Natural language region descriptions:
※
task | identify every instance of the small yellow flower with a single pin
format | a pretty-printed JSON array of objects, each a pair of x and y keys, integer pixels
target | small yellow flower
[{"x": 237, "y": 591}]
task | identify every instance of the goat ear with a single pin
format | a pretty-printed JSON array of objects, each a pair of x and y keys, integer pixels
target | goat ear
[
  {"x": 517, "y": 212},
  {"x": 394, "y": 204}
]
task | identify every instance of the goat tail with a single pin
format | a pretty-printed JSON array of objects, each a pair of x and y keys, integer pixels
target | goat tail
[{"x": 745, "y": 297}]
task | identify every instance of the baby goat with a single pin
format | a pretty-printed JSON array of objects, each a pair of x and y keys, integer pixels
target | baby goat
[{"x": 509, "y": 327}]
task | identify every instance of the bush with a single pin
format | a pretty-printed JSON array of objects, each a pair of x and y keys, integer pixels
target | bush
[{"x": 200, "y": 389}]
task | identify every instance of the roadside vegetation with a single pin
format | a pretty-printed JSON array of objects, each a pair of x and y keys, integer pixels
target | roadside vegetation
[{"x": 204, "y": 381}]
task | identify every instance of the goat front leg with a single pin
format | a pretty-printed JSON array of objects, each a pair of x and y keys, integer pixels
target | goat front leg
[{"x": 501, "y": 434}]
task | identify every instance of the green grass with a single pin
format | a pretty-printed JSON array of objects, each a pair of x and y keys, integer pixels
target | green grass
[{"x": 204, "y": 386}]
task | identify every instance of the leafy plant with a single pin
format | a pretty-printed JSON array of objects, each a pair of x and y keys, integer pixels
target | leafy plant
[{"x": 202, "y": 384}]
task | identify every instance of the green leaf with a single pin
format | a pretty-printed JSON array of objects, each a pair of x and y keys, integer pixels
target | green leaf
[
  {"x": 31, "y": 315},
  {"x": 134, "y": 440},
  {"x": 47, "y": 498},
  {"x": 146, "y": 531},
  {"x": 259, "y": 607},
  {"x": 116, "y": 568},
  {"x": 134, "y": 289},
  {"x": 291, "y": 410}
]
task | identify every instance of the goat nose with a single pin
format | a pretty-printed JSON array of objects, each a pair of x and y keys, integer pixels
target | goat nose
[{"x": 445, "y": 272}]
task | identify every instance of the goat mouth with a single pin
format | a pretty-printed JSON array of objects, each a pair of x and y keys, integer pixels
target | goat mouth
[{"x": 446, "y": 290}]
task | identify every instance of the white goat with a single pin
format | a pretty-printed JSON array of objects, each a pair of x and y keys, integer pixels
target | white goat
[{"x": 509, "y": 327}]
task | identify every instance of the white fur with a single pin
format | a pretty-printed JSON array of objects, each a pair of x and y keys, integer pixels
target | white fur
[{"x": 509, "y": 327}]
※
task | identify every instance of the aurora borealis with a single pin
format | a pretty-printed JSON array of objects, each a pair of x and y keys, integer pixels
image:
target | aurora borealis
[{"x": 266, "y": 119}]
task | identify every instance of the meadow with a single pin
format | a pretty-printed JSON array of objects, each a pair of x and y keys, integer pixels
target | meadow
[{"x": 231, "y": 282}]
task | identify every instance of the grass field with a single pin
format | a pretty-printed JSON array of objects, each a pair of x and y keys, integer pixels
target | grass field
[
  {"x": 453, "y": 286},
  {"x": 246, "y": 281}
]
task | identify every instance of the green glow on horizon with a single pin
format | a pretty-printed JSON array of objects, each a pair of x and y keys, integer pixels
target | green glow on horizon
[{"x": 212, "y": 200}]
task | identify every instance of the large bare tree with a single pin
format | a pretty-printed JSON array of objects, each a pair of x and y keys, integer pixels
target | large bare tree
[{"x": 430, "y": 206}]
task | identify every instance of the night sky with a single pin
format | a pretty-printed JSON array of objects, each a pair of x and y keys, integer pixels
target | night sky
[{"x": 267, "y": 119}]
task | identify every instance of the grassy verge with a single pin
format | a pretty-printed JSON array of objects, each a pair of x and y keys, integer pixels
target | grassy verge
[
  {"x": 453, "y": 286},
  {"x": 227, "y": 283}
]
※
= ACTION ITEM =
Could you transcribe the entries above word for word, from the line with "task | identify every instance of the aurora" down to the line with "task | identify every instance of the grass field", keeping both?

= EXERCISE RESPONSE =
task | identify every instance of the aurora borealis with a single pin
format | a pretty-printed JSON array of objects, each a pair of x and y keys, integer pixels
image:
target | aurora borealis
[{"x": 266, "y": 119}]
task | identify every instance of the meadow with a single pin
format | a pretty-printed JSON array of objects, each a pair of x and y keys, integer pixels
target | meadow
[{"x": 231, "y": 282}]
task | identify every instance of the grass field with a single pin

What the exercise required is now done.